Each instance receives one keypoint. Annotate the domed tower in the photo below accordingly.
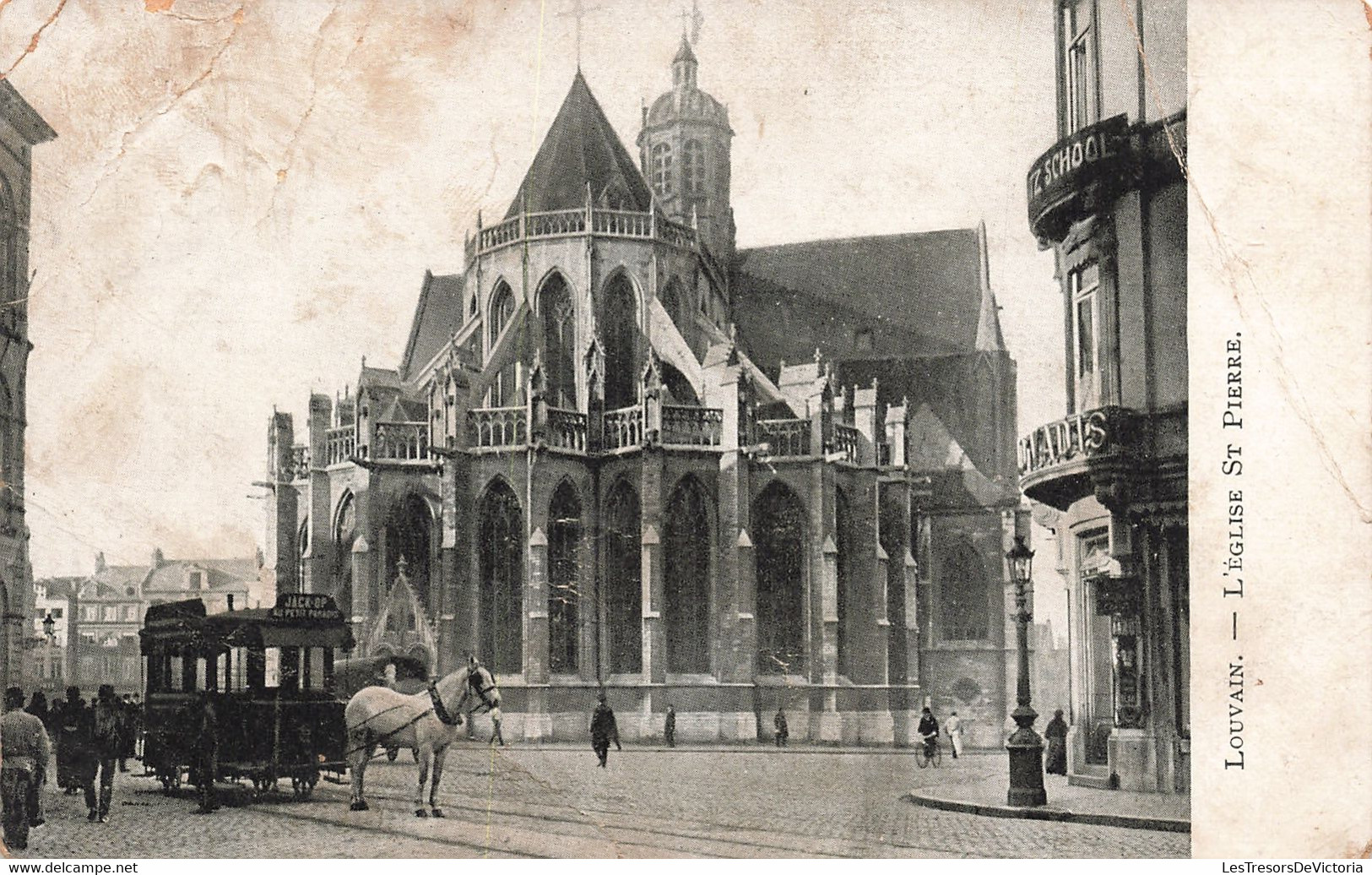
(685, 153)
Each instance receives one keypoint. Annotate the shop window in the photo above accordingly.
(1082, 69)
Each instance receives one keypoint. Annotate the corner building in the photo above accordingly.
(21, 129)
(1110, 199)
(621, 453)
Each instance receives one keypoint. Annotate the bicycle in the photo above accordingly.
(928, 752)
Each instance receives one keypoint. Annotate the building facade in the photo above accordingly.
(623, 454)
(105, 612)
(1110, 199)
(21, 129)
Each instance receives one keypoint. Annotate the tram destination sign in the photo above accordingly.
(306, 606)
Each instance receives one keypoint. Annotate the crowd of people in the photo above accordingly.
(92, 741)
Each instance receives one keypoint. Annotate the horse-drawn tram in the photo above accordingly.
(259, 681)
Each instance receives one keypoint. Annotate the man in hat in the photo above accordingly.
(24, 764)
(604, 730)
(106, 721)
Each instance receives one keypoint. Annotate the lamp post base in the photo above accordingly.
(1025, 749)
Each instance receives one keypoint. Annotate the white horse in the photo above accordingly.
(426, 723)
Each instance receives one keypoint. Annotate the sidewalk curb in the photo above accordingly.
(1128, 822)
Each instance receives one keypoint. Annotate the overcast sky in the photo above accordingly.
(243, 200)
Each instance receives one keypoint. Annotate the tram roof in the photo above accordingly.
(187, 624)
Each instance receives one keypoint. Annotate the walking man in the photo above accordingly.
(103, 753)
(24, 765)
(604, 730)
(73, 741)
(954, 729)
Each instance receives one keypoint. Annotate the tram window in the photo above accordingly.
(290, 668)
(257, 668)
(272, 668)
(314, 674)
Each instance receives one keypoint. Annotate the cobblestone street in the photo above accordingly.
(555, 802)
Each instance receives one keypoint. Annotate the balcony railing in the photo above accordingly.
(696, 427)
(571, 222)
(849, 441)
(300, 463)
(567, 430)
(621, 428)
(498, 427)
(785, 437)
(401, 442)
(340, 444)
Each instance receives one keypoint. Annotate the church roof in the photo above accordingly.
(437, 316)
(581, 149)
(926, 281)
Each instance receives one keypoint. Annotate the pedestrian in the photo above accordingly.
(496, 723)
(208, 754)
(1055, 758)
(103, 753)
(24, 767)
(954, 729)
(125, 732)
(73, 742)
(39, 708)
(604, 730)
(928, 730)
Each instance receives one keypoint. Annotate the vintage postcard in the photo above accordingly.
(614, 428)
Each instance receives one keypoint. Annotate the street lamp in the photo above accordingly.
(1025, 745)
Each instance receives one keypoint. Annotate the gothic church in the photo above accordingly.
(623, 454)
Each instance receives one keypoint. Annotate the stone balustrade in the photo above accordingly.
(696, 427)
(621, 428)
(401, 442)
(785, 437)
(340, 444)
(498, 427)
(567, 430)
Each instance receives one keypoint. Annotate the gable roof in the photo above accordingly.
(929, 281)
(438, 314)
(581, 149)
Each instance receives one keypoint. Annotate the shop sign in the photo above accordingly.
(306, 608)
(1071, 164)
(1057, 443)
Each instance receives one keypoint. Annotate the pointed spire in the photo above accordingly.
(988, 325)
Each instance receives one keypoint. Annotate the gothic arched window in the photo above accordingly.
(559, 342)
(623, 580)
(502, 310)
(693, 167)
(501, 556)
(779, 552)
(618, 327)
(963, 593)
(564, 538)
(687, 550)
(663, 169)
(845, 541)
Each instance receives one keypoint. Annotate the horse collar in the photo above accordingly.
(441, 710)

> _Try it_: All lines from the one containing "Each instance receives one keypoint. Annotate the gothic arched" through the end of the data, and no others, are to be given again word for word.

> _Completed task_:
Each instance receives one keypoint. Annotate the gothic arched window in the photo above accordingly.
(559, 342)
(623, 580)
(502, 310)
(693, 167)
(501, 556)
(779, 552)
(618, 327)
(963, 593)
(564, 538)
(687, 550)
(663, 169)
(845, 541)
Each instance receives one keypoint. Annotate the horse collar in the photo above accordingly.
(441, 710)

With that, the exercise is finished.